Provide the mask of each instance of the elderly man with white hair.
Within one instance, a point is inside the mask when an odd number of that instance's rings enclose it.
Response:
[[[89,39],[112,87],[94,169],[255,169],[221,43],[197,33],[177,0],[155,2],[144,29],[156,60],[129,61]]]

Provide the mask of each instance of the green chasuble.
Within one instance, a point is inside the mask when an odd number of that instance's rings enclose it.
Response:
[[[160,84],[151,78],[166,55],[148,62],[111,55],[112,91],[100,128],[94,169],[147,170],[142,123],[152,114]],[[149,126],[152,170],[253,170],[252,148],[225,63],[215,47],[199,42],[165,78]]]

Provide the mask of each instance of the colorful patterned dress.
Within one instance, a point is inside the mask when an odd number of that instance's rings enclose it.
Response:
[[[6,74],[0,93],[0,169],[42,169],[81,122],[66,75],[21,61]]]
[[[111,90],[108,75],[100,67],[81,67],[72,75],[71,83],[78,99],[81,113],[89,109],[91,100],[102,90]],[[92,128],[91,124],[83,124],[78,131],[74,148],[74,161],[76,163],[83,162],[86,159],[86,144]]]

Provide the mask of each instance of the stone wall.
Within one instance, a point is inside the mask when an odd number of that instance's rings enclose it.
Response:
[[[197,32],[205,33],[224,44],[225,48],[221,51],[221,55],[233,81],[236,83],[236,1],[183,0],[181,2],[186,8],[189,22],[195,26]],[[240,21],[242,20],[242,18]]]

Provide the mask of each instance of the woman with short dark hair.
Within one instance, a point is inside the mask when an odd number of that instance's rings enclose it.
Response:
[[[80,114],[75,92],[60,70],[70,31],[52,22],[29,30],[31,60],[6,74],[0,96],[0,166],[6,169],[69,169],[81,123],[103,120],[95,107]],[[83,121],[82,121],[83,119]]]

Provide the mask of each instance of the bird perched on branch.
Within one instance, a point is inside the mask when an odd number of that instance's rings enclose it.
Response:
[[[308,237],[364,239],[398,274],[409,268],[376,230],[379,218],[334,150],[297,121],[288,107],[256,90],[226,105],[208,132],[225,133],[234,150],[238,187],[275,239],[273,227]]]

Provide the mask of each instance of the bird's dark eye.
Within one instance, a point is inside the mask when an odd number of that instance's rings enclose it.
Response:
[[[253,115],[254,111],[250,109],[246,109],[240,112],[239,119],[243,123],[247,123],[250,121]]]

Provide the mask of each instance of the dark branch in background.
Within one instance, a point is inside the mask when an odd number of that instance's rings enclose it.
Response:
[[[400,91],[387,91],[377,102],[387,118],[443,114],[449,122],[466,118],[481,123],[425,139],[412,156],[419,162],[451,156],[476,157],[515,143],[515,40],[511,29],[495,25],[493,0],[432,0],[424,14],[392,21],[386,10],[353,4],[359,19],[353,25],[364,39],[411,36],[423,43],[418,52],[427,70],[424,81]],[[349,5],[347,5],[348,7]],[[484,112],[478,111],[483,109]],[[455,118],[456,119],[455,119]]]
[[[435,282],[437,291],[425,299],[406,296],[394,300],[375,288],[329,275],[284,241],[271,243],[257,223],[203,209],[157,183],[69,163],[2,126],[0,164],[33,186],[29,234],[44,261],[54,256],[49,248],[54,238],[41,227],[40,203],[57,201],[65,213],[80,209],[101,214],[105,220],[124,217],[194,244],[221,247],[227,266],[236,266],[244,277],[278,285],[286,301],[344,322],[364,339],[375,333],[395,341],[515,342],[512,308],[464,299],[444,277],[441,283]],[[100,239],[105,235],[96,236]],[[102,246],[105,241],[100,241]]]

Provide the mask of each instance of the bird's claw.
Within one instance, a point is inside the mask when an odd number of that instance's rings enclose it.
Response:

**********

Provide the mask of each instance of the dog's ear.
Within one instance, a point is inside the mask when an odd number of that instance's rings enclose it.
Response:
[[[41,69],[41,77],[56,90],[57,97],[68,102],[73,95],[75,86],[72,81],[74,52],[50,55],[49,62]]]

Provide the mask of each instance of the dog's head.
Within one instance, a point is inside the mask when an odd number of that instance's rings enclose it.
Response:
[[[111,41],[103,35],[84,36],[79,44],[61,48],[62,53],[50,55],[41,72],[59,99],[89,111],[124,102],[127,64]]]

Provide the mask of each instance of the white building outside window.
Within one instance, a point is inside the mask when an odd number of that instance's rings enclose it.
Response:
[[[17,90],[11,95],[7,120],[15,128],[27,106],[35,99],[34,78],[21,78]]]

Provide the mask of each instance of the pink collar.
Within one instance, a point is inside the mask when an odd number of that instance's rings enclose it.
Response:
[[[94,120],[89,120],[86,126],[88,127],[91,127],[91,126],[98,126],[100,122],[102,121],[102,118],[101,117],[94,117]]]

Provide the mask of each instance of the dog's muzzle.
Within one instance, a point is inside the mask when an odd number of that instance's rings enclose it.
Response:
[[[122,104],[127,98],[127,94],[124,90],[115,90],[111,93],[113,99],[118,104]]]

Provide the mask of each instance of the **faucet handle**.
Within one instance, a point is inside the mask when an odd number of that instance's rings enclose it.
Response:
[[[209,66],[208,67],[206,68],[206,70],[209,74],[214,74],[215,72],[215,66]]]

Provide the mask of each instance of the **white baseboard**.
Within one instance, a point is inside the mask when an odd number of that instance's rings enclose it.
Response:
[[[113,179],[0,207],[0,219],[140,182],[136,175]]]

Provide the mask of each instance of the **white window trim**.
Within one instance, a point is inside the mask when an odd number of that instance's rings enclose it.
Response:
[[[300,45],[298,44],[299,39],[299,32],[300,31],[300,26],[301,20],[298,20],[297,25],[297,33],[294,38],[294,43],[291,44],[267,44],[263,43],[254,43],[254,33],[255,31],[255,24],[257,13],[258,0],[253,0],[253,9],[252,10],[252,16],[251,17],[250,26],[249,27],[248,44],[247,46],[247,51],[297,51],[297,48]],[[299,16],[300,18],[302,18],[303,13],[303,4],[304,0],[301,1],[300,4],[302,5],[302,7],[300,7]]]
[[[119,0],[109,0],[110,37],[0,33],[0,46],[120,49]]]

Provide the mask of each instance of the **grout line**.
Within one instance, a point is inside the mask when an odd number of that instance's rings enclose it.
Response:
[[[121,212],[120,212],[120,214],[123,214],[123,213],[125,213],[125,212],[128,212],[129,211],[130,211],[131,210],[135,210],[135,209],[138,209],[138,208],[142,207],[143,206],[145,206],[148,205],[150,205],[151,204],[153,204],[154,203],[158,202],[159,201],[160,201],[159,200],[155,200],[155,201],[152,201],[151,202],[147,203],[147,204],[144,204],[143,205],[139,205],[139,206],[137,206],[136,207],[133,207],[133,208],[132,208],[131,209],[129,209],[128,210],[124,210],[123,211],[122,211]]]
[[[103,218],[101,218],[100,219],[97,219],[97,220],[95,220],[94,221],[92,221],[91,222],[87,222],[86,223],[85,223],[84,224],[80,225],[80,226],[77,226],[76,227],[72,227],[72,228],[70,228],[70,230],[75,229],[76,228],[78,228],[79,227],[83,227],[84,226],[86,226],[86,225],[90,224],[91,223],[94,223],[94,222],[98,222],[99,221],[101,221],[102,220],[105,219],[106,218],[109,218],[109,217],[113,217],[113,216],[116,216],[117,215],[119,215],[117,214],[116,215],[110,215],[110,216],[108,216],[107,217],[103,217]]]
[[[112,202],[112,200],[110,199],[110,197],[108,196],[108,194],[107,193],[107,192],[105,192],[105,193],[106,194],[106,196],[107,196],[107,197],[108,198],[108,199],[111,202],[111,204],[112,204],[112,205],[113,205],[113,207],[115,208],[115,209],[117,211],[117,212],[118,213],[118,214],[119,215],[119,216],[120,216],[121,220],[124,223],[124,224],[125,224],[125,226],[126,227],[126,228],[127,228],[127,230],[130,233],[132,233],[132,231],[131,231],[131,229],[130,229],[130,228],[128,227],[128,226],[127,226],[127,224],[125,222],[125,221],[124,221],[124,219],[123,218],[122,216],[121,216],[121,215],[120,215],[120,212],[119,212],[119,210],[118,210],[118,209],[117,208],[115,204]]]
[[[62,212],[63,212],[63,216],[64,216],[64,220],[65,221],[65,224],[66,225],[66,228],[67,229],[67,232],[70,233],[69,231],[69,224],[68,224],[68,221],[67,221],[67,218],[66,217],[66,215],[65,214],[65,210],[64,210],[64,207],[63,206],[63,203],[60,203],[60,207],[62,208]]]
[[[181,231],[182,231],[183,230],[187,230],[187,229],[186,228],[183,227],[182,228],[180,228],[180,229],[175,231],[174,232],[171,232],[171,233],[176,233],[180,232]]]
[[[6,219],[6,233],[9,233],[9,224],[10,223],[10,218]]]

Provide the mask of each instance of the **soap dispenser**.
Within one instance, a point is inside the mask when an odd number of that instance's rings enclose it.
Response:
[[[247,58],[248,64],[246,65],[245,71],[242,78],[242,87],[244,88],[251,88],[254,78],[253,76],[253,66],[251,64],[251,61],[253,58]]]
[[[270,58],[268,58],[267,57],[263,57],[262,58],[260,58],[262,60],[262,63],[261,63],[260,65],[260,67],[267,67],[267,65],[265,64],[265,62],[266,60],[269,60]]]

**********

• [Your instructions]
Could you copy the rows above character for character, beginning at the line that has "Provide the mask of each instance of the pink" and stopping after the line that has "[[[119,0],[109,0],[110,37],[0,33],[0,46],[120,49]]]"?

• [Exercise response]
Provide the mask of each instance of the pink collar.
Within one instance, a point is inside the mask when an odd number of that instance's rings enclose it.
Response:
[[[94,120],[89,120],[86,126],[88,127],[91,127],[91,126],[98,126],[100,122],[102,121],[102,118],[101,117],[94,117]]]

Provide the mask of each instance of the dog's muzzle.
Within one instance, a point is inside the mask when an odd number of that instance's rings enclose it.
Response:
[[[122,104],[127,98],[127,94],[124,90],[115,90],[111,93],[113,99],[118,104]]]

Provide the mask of each instance of the **faucet handle**.
Within one instance, a point is inside the mask when an odd number of that instance's rings enclose it.
Response:
[[[209,66],[208,67],[206,68],[206,70],[209,74],[214,74],[215,72],[215,66]]]

Provide the mask of each instance of the **white baseboard**.
Within one instance, a point is inside the mask when an odd number of that instance's rings enclose it.
Response:
[[[113,179],[0,207],[0,219],[140,182],[136,175]]]

Provide the mask of each instance of the **white window trim**.
Within one instance, a point is inside the mask when an odd number of that instance's rings enclose it.
Response:
[[[300,45],[298,44],[299,39],[299,32],[300,31],[300,26],[301,20],[298,20],[297,25],[297,33],[294,38],[294,43],[291,44],[267,44],[263,43],[254,43],[254,33],[255,31],[255,24],[257,13],[258,0],[253,0],[253,9],[252,10],[252,16],[251,17],[250,26],[249,27],[248,44],[247,46],[247,51],[297,51],[297,48]],[[299,16],[300,18],[302,18],[303,13],[303,4],[304,0],[301,1],[300,4],[302,5],[302,7],[300,7]]]
[[[119,0],[109,0],[110,37],[0,33],[0,46],[120,49]]]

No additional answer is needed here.